Instruction: Return all of the following data verbatim, line for line, but leave every image out of your reply.
_ _ _ _ _ _ _
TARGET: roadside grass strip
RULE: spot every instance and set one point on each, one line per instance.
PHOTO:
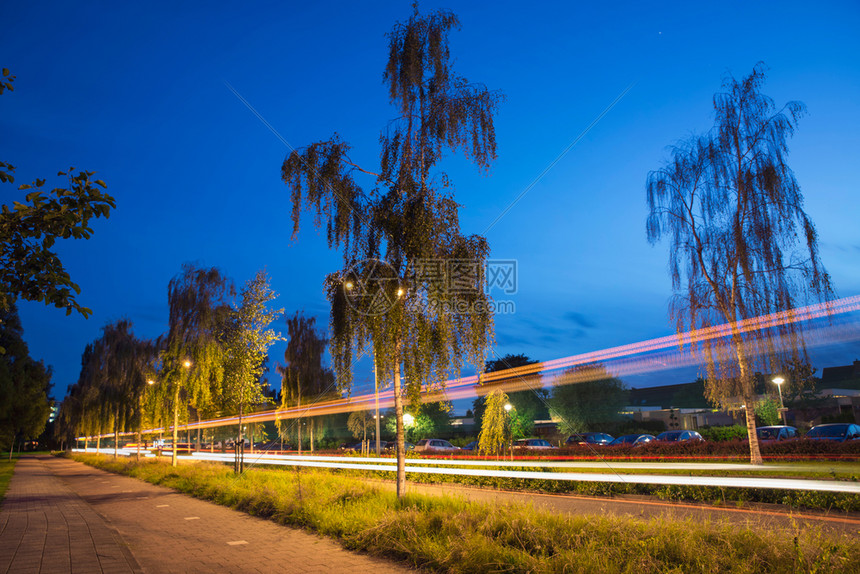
(449, 534)
(662, 479)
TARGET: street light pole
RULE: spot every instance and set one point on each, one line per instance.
(508, 407)
(778, 381)
(376, 398)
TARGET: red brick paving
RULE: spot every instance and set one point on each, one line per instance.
(63, 516)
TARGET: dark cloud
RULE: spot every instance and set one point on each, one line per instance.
(578, 319)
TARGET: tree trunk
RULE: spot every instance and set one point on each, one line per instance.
(116, 435)
(240, 444)
(376, 399)
(173, 460)
(748, 396)
(401, 438)
(299, 421)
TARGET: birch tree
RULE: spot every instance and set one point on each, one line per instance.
(400, 233)
(740, 244)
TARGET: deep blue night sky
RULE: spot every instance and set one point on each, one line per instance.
(139, 93)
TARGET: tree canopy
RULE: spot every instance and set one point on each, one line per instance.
(30, 268)
(393, 294)
(586, 398)
(24, 384)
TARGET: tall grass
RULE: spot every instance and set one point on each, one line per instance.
(7, 468)
(454, 535)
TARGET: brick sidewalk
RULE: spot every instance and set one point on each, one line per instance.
(63, 516)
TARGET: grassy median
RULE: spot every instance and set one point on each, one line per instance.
(453, 535)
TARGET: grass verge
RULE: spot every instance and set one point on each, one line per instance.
(453, 535)
(815, 500)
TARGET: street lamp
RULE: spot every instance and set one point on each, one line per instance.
(508, 407)
(778, 381)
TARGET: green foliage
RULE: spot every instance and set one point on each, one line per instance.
(7, 469)
(733, 213)
(24, 384)
(433, 420)
(29, 269)
(109, 395)
(409, 217)
(304, 379)
(404, 310)
(359, 422)
(28, 231)
(495, 429)
(455, 535)
(586, 398)
(247, 337)
(732, 432)
(530, 404)
(767, 411)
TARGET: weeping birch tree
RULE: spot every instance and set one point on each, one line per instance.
(125, 360)
(400, 234)
(303, 376)
(192, 360)
(246, 339)
(740, 244)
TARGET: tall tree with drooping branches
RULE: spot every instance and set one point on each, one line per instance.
(192, 359)
(740, 244)
(247, 338)
(399, 238)
(303, 375)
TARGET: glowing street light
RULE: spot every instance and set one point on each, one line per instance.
(508, 407)
(778, 381)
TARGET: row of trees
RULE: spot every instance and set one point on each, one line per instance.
(210, 362)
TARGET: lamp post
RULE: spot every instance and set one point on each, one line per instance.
(778, 382)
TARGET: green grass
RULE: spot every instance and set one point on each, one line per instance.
(449, 534)
(7, 468)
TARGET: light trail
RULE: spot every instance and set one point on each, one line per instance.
(718, 481)
(658, 354)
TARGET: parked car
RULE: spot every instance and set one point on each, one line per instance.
(633, 439)
(391, 445)
(679, 436)
(775, 433)
(594, 438)
(839, 432)
(434, 445)
(532, 443)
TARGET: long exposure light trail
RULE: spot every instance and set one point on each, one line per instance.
(656, 354)
(717, 481)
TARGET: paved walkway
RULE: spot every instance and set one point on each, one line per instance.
(63, 516)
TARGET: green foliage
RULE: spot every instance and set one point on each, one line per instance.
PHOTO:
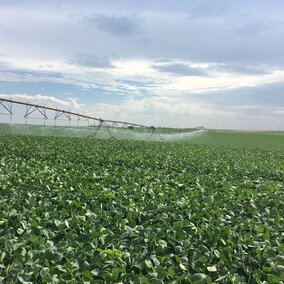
(101, 211)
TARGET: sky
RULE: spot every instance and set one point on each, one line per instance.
(174, 63)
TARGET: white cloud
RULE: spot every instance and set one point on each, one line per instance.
(69, 104)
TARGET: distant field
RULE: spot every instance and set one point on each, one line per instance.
(268, 140)
(79, 210)
(253, 139)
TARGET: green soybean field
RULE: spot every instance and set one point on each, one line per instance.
(79, 210)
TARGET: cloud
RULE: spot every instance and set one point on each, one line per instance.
(69, 104)
(115, 24)
(91, 60)
(180, 69)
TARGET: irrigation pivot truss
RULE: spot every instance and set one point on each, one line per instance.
(7, 105)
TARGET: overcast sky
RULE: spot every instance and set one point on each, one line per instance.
(178, 63)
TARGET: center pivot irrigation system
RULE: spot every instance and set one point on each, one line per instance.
(96, 123)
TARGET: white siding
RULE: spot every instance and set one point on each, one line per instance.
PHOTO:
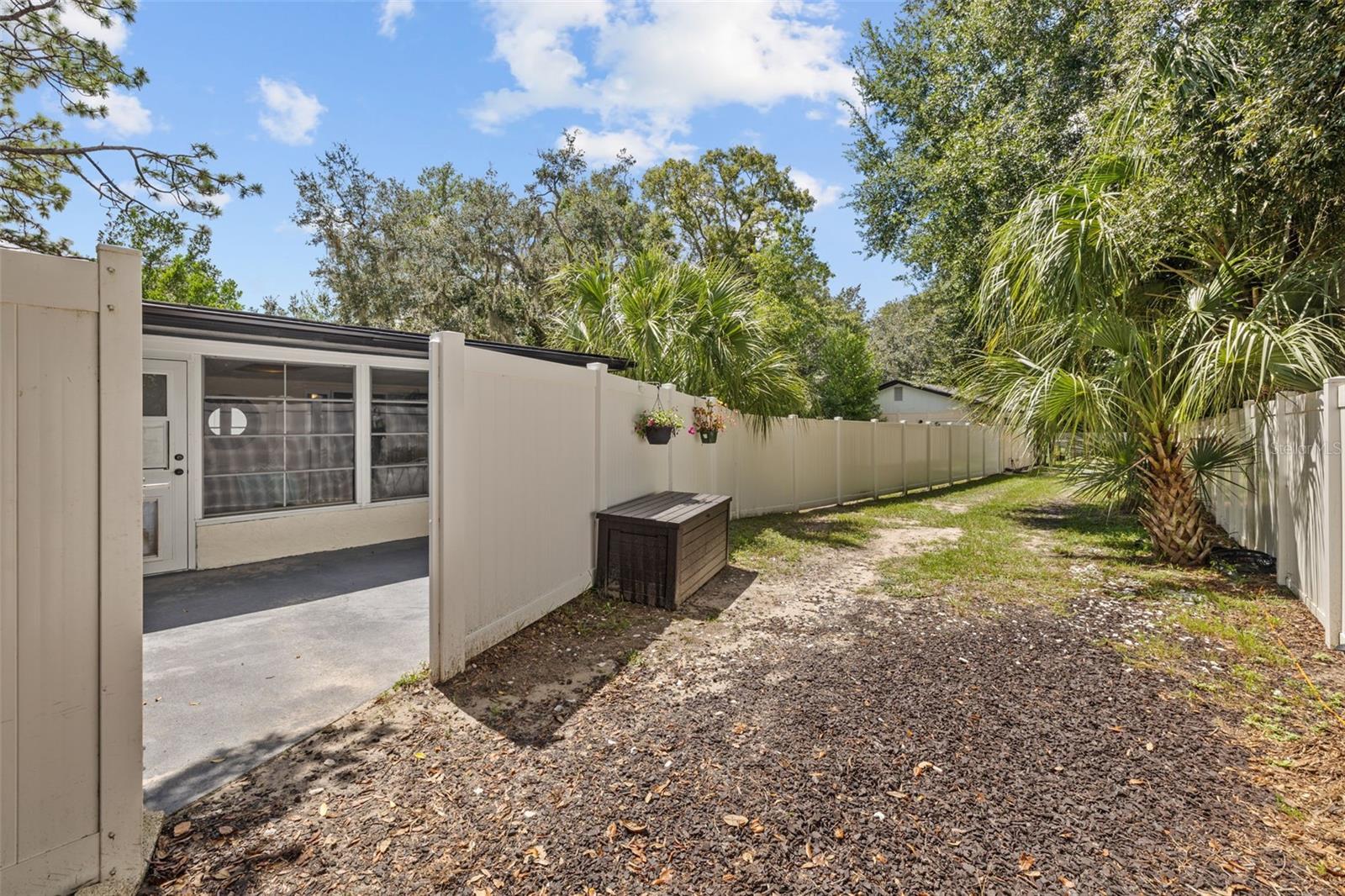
(524, 452)
(71, 600)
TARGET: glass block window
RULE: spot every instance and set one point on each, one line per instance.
(276, 435)
(398, 434)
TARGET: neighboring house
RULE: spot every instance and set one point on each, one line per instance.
(916, 403)
(269, 436)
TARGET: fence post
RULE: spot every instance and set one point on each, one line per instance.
(447, 532)
(599, 468)
(1284, 555)
(1333, 481)
(950, 455)
(666, 393)
(873, 455)
(794, 461)
(120, 573)
(905, 486)
(928, 456)
(837, 421)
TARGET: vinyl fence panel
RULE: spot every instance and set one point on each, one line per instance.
(525, 451)
(1286, 501)
(854, 456)
(71, 571)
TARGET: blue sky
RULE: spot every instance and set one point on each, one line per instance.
(409, 84)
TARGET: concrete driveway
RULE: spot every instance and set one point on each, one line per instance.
(242, 662)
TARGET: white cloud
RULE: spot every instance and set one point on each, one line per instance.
(394, 10)
(646, 148)
(125, 116)
(114, 35)
(824, 194)
(291, 114)
(654, 66)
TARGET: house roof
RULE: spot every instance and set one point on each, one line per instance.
(248, 326)
(938, 390)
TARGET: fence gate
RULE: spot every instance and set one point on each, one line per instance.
(71, 615)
_ _ _ _ _ _ _
Response to this exercise:
TARGET: roadside grass strip
RULE: spot every instance and set one point on each, one line per instance.
PHOTO:
(449, 534)
(662, 479)
TARGET: street light pole
RULE: spot every instance and set one point on each, one line per instance.
(508, 407)
(778, 381)
(376, 398)
TARGET: red brick paving
RULE: spot every instance and set one point on each, one line per instance.
(63, 516)
TARGET: dark cloud
RULE: spot every instance and set one point on each, one line per instance.
(578, 319)
TARGET: tree trunk
RULE: spot every instance and set one point on each, one line per instance.
(116, 435)
(240, 444)
(376, 399)
(173, 460)
(748, 396)
(401, 438)
(299, 421)
TARGET: birch tree
RULE: spot every instance and set one point on each, one line per instance.
(400, 233)
(740, 244)
TARGET: deep blue night sky
RULE: spot every instance and set one point on each, one line per instance.
(139, 93)
TARGET: tree canopy
RULE: spot every instance and set one point on each, one line per instance.
(30, 268)
(393, 294)
(586, 398)
(24, 384)
TARGET: tall grass
RULE: spot every instance and set one point on each, one line per instance.
(7, 468)
(454, 535)
TARGET: brick sidewalk
RULE: spot every instance and set one point on each, one line per instance.
(63, 516)
TARGET: grassy median
RULE: spot every instance and set one point on each, one line per instance.
(453, 535)
TARGET: grass verge
RULE: spot every instance and set one point on each, one line per instance.
(453, 535)
(815, 500)
TARGET: street lamp
RULE: spot every instance and set one point on each, one line per instance.
(508, 407)
(778, 381)
TARGET: green foliage
RULE: spot every instance and set one point on each, one line per instance.
(7, 469)
(733, 213)
(24, 384)
(433, 420)
(29, 269)
(109, 395)
(409, 217)
(304, 379)
(404, 310)
(359, 422)
(28, 231)
(495, 429)
(455, 535)
(586, 398)
(247, 337)
(732, 432)
(530, 404)
(767, 411)
TARGET: weeping birch tree
RULE: spot every instance and set one point on each, one line per instance.
(125, 360)
(400, 234)
(303, 376)
(192, 360)
(246, 339)
(740, 244)
TARGET: tall tree with drooping branches
RULE: spot every instance and set one point on each, one line per instance.
(192, 359)
(740, 244)
(247, 338)
(399, 238)
(303, 375)
TARGET: glowing street light
RULE: spot every instance and set one point on each, one line per instance.
(508, 407)
(778, 381)
TARGET: row of trees
RULE: spot every instance and set one point on each, one line per instance.
(210, 362)
TARGET: lamp post
RULE: spot every instance and set one point on each, one line per instance.
(778, 382)
TARGET: green grass
RULE: spot every instance and set one point on each, one line per instance.
(449, 534)
(7, 468)
TARGET: light trail
RULE: spot every instance and set one point on each, one line per instance.
(718, 481)
(658, 354)
TARGET: parked car
RULE: spot every instance and set one point on each, one line per instance.
(633, 439)
(391, 445)
(679, 436)
(775, 433)
(594, 438)
(839, 432)
(434, 445)
(532, 443)
TARGET: long exposure light trail
RULE: spot every instance and set one point on each, one line per instance.
(656, 354)
(717, 481)
TARGET: paved walkway
RULE: spot every instance and set one point on each, one line per instance.
(63, 516)
TARGET: green foliage
RULE: spot every instance and set one point on each, one line per instance.
PHOTO:
(101, 211)
TARGET: sky
RULE: spot every instance and set one point on each, one line per instance.
(174, 63)
TARGET: white cloud
RULE: spot every instance and set one point on each, one line per instance.
(69, 104)
TARGET: distant field
RULE: spot every instance and set one point on each, one line per instance.
(268, 140)
(79, 210)
(253, 139)
TARGET: green soybean field
RULE: spot every instance and set one point on each, one line per instance.
(79, 210)
TARGET: cloud
RULE: spot every instance and set one point on each, one line per instance.
(69, 104)
(115, 24)
(91, 60)
(180, 69)
TARGET: irrigation pivot truss
RULE: spot every instance and set one point on each, one line per instance.
(7, 105)
TARGET: overcast sky
RULE: spot every instance and set one point on each, one line per instance.
(178, 63)
TARGET: center pivot irrigation system
RULE: spot every instance and set one point on each, one line per instance.
(96, 123)
TARGET: white siding
RULE: spot every instance and set one point on each, one line per instance.
PHOTO:
(524, 452)
(71, 600)
TARGET: glass block window
RULE: spot every instance and set one point on each, one line per instance.
(276, 435)
(398, 434)
TARGET: neighboring house
RULE: spot every instance and set one point on each, one line per instance.
(916, 403)
(269, 436)
TARGET: fence post
RULE: spot every instance and set one point on each, one line per instance.
(447, 532)
(599, 468)
(1284, 555)
(1333, 481)
(950, 455)
(666, 393)
(873, 455)
(794, 461)
(120, 573)
(905, 486)
(928, 456)
(837, 421)
TARGET: vinyl fence panel
RULE: spot every instance and set one point on each, one line per instance.
(525, 451)
(1286, 501)
(854, 456)
(71, 571)
TARGET: blue sky
RULE: spot every instance and set one point on each, one line per instance.
(409, 84)
TARGET: concrete driveway
RULE: spot every instance and set one point on each, one line per instance.
(242, 662)
TARGET: white cloud
RULE: spot every instance and set one point on each, one line per instance.
(394, 10)
(646, 148)
(125, 116)
(114, 35)
(824, 194)
(291, 114)
(654, 66)
TARGET: house roof
RULE: spot every instance and set one point on each, one line per instance.
(248, 326)
(938, 390)
TARGET: fence gate
RULE: spot every instance and set one point on each, one line per instance.
(71, 615)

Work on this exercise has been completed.